#### Given problem A:
In the records below, rescale everything from the line containing "Point out the sloped" down to the line containing "x=593, y=369", both included. Reproduce these lines in full, requests and all, but multiply each coordinate in the answers by 1.9 and round it to a whole number, with halves rounded up.

* BEGIN Excerpt to read *

Alarms, Clearings and Notifications

  • Anomaly conditions can be encountered as part of the self-check process or during normal operation (e.g., cannot send message to another module via RMR).  
  • For each anomaly condition, the RIC and/or that RIC platform module needs to determine the severity and whether it is mappable to an alarm type.  
  • Alarms found in either case (self-check or normal operation) require a notification to be sent immediately via the O1 VES interface.
  • Alarms are to be stored and captured as part of the alarm list of the RICAbility for each common platform module in the RIC to perform a self-check [6]
  • Implementation Option[1]: The self-check can potentially leverage Kubernetes Liveness and Readiness probes. Liveness probes can be configured to execute a command, issue a http-get, and open a TCP socket against the container/pod.   Readiness probes can be configured to ensure the pod is ready before allowing it handle traffic.  To further check a module’s (pod) ability to communicate with other modules over RMR (RIC Message Router), each module could subscribe to its own topic, send a hello-world message regularly to itself and ensure it can send and receive messages.

* END Excerpt to read *
* BEGIN Data provided *

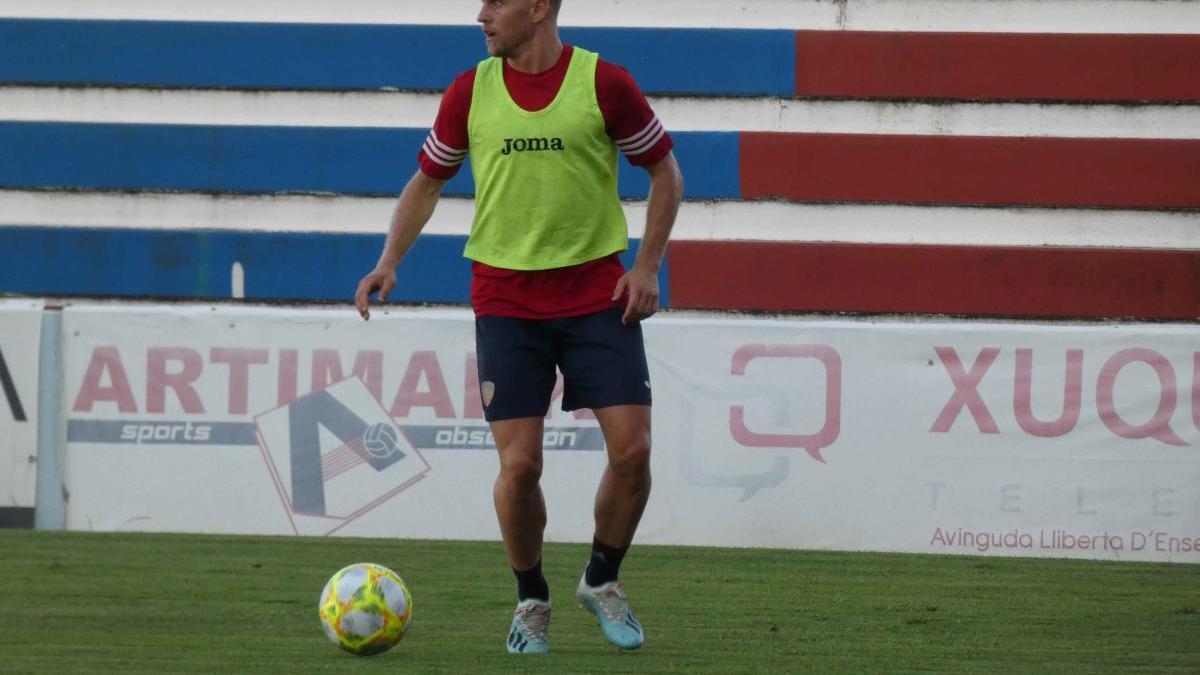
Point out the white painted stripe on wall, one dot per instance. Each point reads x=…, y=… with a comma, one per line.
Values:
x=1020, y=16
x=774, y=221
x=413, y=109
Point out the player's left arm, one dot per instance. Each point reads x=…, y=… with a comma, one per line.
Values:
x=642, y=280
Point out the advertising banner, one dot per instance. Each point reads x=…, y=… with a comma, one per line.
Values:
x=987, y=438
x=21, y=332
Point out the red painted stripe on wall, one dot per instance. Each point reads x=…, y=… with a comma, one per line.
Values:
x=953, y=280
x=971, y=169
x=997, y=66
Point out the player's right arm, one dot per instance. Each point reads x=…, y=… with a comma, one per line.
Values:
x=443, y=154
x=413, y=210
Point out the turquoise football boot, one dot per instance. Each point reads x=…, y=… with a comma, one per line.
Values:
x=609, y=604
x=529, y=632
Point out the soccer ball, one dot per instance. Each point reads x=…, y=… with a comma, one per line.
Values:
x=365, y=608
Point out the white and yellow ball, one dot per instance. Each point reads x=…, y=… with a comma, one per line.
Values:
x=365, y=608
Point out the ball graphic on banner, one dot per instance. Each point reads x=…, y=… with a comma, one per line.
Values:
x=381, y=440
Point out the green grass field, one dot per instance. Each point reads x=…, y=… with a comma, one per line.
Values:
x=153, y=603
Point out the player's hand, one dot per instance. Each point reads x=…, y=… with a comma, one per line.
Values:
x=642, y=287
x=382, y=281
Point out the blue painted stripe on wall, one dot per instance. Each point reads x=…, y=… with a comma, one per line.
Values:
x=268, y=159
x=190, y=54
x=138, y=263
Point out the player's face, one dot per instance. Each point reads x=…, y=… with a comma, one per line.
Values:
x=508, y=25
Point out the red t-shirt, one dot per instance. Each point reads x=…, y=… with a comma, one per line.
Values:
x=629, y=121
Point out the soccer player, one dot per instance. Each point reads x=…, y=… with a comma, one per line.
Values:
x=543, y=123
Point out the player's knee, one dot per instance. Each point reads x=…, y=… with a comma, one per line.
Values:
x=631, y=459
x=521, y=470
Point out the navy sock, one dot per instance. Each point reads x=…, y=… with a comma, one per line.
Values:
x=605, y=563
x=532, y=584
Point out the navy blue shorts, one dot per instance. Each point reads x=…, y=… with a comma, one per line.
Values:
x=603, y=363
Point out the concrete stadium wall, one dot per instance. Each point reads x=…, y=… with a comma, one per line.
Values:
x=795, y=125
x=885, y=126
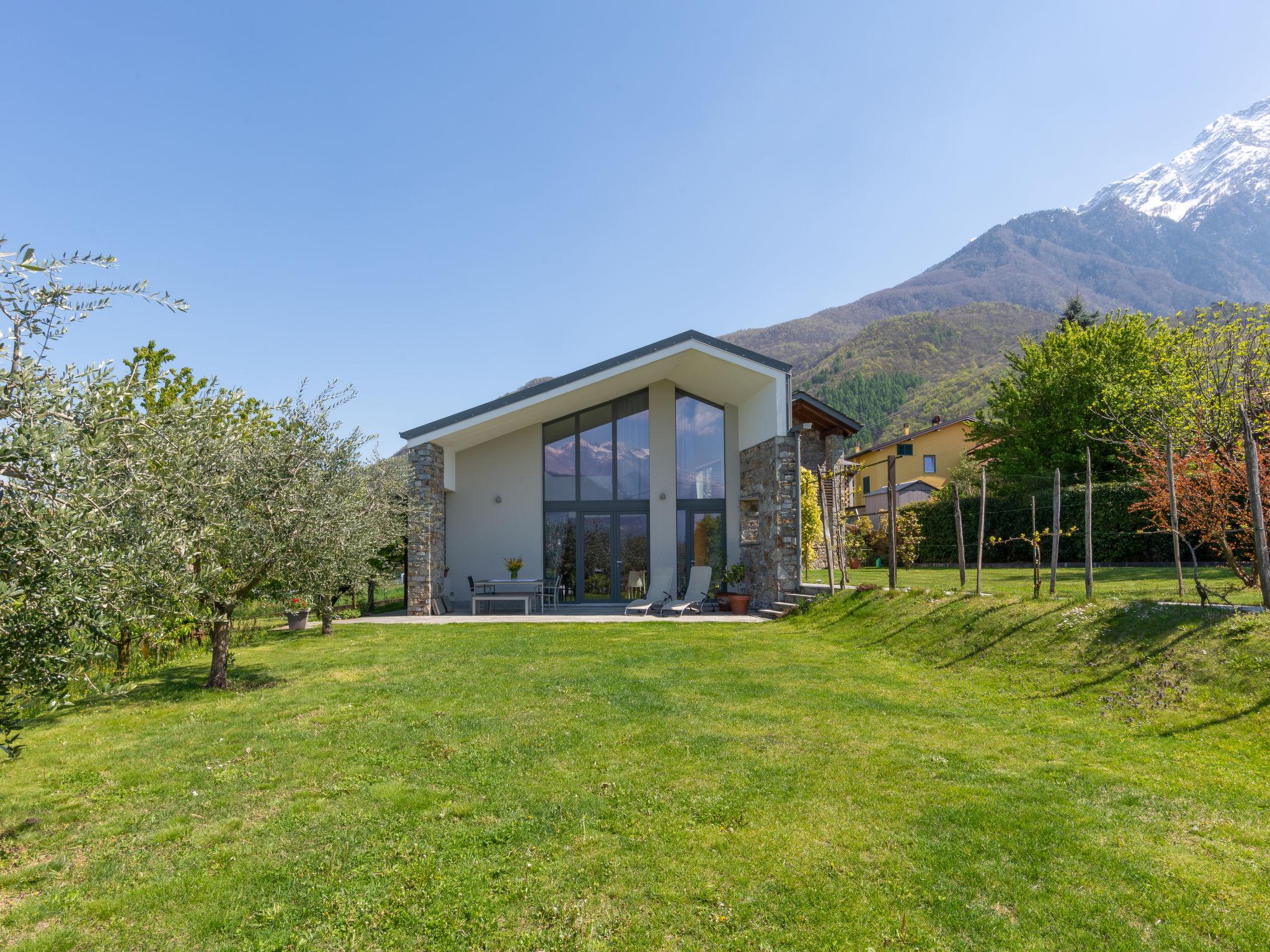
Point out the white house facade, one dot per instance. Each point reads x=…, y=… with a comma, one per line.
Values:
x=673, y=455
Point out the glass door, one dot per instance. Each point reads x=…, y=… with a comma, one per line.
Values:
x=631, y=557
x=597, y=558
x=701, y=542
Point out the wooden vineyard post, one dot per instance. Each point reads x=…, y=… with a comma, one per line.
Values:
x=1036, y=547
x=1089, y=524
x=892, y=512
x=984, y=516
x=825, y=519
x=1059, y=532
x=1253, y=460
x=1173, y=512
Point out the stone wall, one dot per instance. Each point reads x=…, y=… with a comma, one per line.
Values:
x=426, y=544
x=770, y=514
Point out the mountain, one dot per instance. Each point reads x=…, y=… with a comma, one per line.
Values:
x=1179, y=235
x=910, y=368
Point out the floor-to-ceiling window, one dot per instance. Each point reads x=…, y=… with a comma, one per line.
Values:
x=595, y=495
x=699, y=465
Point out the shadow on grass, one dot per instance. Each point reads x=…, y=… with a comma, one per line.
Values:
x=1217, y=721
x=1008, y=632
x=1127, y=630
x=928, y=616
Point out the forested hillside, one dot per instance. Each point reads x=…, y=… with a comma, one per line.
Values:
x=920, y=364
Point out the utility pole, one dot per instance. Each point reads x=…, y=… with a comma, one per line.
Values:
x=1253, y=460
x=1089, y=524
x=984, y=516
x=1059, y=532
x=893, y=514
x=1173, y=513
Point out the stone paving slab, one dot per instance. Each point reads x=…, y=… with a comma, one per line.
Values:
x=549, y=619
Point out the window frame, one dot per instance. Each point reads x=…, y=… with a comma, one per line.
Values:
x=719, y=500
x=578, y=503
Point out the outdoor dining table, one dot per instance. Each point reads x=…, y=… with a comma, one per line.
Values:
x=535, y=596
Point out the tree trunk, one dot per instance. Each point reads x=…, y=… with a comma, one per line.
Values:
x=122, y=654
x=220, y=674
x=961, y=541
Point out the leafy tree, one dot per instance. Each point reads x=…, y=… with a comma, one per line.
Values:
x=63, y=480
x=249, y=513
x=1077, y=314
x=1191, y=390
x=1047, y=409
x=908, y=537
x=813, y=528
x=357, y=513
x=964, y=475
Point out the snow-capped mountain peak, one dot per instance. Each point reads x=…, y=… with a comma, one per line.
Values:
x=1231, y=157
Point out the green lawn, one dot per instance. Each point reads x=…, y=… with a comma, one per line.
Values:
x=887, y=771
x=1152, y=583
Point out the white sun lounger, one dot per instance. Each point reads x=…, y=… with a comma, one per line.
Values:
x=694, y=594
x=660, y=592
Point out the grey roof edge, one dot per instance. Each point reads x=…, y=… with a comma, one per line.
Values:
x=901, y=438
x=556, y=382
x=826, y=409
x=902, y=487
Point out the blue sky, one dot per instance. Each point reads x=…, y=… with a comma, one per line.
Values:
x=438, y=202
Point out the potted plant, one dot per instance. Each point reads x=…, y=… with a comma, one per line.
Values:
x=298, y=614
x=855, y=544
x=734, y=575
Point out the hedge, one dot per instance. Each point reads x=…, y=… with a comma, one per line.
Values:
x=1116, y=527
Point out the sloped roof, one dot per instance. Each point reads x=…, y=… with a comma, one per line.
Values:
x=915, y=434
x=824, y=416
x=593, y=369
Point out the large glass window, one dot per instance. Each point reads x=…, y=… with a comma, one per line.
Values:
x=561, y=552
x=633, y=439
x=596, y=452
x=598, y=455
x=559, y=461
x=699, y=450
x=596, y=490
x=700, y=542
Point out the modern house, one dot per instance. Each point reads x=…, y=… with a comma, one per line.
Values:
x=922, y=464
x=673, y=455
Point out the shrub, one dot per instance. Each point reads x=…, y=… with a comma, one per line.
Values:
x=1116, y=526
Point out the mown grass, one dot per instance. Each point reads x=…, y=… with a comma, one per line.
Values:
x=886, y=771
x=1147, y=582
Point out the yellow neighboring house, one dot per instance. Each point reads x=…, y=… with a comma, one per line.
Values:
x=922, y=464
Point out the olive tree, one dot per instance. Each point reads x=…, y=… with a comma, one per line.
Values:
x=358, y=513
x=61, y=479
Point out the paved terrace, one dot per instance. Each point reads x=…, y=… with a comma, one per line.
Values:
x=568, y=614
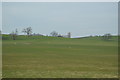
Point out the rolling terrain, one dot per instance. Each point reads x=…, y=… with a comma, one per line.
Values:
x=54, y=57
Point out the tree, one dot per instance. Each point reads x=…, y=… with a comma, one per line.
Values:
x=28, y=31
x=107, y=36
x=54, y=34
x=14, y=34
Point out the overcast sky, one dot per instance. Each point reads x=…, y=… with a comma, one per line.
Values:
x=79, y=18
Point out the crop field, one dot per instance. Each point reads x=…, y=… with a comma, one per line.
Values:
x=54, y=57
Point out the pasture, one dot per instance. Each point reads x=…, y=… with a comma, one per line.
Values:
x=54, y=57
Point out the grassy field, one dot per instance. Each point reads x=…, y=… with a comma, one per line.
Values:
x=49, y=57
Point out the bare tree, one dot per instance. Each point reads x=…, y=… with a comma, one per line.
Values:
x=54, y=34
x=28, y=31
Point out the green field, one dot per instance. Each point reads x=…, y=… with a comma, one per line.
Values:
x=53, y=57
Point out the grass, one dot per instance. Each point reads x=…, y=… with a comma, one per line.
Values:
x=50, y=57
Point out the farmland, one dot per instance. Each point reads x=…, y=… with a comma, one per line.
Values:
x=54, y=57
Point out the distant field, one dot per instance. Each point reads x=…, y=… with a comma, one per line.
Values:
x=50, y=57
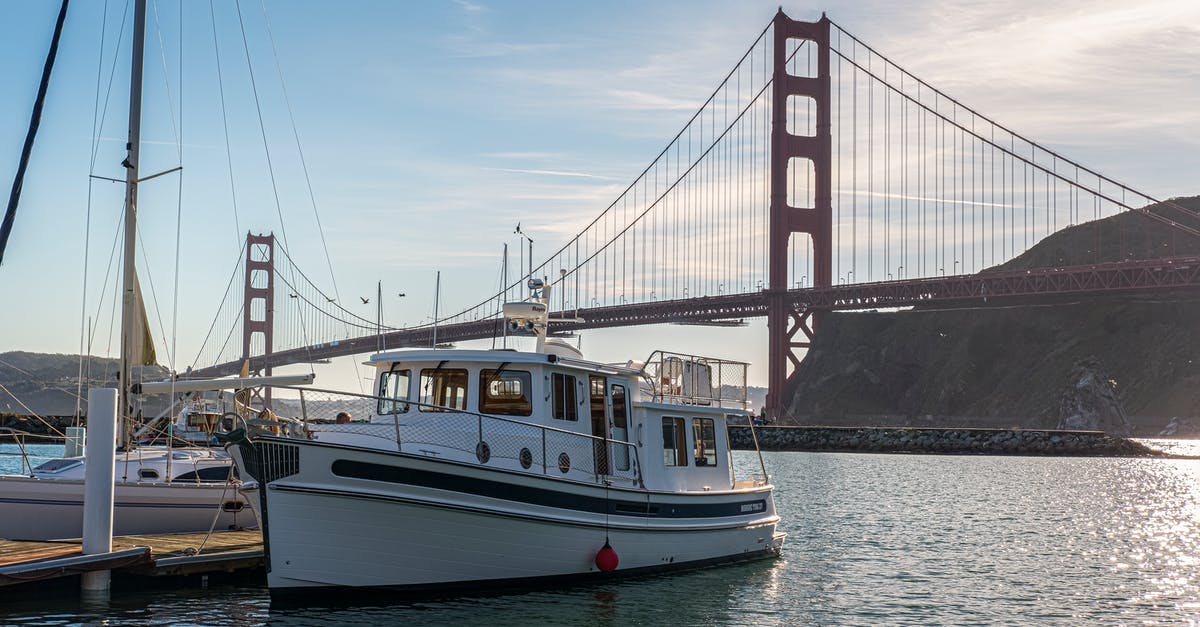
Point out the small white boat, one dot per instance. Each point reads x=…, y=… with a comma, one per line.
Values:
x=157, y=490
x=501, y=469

* END Data provided *

#### Given problem B:
Write out, word for word, everything in the passage on alarms, clearings and notifications from "Alarms, Clearings and" down to "an alarm type.".

#### Complete answer A:
Point out the sloped roof, one dot per instance. Each point reads x=…, y=… with a comma, one per line.
Values:
x=1739, y=825
x=1566, y=790
x=1127, y=701

#### Complete answer B:
Alarms, Clearings and Notifications

  • Anomaly conditions can be encountered as part of the self-check process or during normal operation (e.g., cannot send message to another module via RMR).  
  • For each anomaly condition, the RIC and/or that RIC platform module needs to determine the severity and whether it is mappable to an alarm type.